:: Aim ::
Retype the rows from the start through the line containing "[329,267,768,1024]", inclusive, with no changes. Leave out the pictures.

Rows from a labeling collection
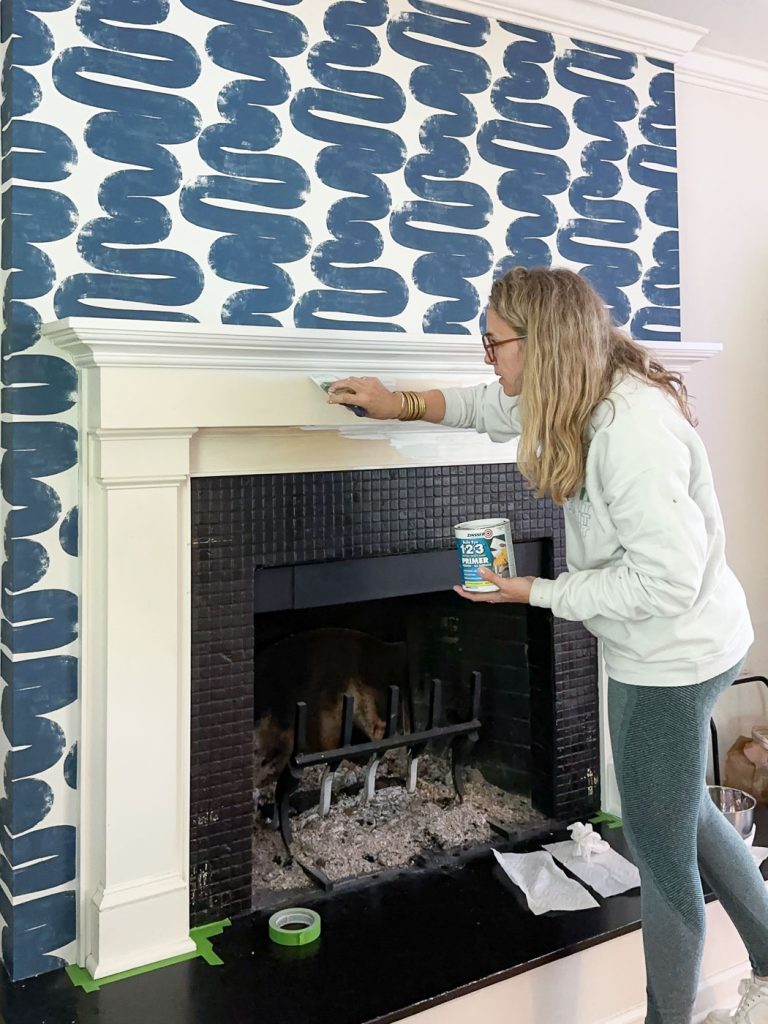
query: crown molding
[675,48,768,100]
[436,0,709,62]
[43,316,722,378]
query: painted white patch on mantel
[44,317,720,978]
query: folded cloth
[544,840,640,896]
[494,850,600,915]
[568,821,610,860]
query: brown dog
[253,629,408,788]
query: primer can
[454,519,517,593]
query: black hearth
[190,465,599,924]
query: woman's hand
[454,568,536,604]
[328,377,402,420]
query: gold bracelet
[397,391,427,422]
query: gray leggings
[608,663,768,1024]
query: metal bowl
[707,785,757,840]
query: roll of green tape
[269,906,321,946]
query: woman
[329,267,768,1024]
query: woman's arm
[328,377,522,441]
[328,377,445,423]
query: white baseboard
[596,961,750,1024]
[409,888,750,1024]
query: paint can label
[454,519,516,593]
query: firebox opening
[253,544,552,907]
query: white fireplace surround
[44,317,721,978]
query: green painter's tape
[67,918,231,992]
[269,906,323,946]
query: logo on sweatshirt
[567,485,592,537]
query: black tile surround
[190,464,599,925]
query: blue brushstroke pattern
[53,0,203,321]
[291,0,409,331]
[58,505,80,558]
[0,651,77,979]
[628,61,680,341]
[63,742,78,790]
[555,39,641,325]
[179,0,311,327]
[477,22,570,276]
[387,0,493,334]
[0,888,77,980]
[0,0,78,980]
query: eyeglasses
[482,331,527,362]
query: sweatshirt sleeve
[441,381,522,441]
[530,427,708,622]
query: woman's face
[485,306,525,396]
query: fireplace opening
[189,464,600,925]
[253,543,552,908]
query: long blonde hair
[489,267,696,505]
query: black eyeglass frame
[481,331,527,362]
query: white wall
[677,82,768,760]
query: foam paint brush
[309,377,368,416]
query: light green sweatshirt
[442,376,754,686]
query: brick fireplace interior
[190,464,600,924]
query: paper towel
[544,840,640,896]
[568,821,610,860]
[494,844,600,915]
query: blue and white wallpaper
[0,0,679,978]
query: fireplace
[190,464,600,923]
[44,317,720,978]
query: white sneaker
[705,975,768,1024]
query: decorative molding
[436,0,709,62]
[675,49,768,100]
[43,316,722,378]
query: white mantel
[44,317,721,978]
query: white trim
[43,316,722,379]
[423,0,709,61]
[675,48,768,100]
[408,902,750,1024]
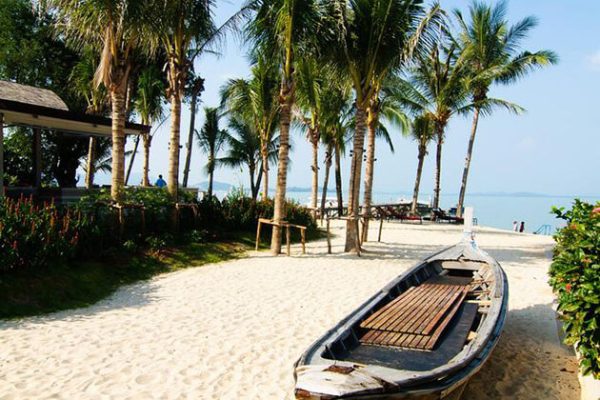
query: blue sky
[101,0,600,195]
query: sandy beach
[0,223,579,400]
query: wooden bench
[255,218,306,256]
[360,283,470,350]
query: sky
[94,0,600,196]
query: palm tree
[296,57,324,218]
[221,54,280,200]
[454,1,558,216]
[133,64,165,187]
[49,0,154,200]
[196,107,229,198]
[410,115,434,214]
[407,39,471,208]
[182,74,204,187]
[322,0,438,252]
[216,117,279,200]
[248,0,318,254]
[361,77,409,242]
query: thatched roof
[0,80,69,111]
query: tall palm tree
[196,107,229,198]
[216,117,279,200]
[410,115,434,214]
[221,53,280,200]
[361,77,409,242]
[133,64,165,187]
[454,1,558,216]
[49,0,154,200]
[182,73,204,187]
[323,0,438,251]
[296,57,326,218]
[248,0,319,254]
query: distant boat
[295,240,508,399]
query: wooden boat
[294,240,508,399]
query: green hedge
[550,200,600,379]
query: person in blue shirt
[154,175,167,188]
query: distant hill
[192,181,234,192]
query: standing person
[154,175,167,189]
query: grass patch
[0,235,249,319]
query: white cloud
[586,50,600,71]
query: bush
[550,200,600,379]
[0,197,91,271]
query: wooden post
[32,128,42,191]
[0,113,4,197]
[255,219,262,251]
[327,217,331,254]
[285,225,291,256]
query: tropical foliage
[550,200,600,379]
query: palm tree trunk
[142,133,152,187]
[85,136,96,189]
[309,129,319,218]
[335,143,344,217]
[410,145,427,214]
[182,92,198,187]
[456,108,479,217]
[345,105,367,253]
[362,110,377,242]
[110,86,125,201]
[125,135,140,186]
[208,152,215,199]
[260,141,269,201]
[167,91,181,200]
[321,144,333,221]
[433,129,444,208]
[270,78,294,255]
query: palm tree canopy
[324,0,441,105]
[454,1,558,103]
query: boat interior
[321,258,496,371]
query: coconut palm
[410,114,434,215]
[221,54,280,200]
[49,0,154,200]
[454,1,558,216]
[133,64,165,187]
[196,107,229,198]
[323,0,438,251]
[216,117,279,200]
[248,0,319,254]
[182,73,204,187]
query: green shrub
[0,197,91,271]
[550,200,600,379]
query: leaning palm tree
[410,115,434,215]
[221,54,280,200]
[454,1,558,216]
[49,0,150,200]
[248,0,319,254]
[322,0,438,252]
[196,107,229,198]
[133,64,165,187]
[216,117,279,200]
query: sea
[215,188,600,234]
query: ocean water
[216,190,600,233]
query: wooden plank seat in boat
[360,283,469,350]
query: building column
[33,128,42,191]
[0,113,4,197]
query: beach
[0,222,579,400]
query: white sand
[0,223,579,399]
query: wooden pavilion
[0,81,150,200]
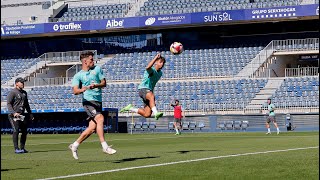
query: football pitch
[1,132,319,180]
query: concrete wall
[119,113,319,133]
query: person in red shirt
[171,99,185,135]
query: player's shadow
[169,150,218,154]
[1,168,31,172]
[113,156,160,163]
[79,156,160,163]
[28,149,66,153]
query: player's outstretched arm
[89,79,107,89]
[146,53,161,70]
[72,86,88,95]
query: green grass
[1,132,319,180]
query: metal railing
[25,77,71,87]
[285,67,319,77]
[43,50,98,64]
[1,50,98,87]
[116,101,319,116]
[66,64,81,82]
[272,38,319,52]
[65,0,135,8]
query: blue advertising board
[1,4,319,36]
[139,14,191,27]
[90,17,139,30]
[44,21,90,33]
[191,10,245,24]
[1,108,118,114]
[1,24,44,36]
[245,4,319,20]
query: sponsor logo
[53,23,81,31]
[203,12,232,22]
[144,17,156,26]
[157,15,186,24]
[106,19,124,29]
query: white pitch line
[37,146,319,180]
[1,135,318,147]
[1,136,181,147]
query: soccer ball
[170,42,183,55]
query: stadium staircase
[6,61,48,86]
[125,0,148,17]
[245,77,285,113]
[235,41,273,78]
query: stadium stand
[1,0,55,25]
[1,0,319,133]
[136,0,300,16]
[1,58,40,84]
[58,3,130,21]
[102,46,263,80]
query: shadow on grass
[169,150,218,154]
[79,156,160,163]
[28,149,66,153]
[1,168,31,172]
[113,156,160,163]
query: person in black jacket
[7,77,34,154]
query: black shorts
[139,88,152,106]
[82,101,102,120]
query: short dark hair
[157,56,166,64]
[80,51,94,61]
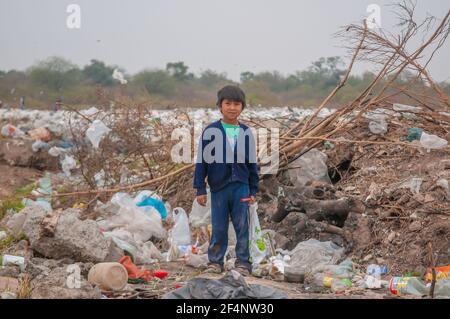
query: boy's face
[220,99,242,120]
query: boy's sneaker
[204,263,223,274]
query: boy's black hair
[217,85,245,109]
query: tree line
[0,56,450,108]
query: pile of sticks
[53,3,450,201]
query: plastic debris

:: Completed exercise ::
query: crown molding
[675,48,768,100]
[436,0,709,62]
[43,316,722,378]
query: painted white patch on mantel
[44,317,720,978]
query: folded cloth
[544,840,640,896]
[494,850,600,915]
[568,821,610,860]
query: brown dog
[253,629,408,788]
query: primer can
[454,519,517,593]
query: black hearth
[190,465,599,924]
query: woman's hand
[454,568,536,604]
[328,377,402,420]
query: gold bracelet
[397,391,427,422]
query: gray leggings
[608,663,768,1024]
query: metal bowl
[707,785,757,840]
query: roll of green tape
[269,906,321,946]
query: woman
[329,267,768,1024]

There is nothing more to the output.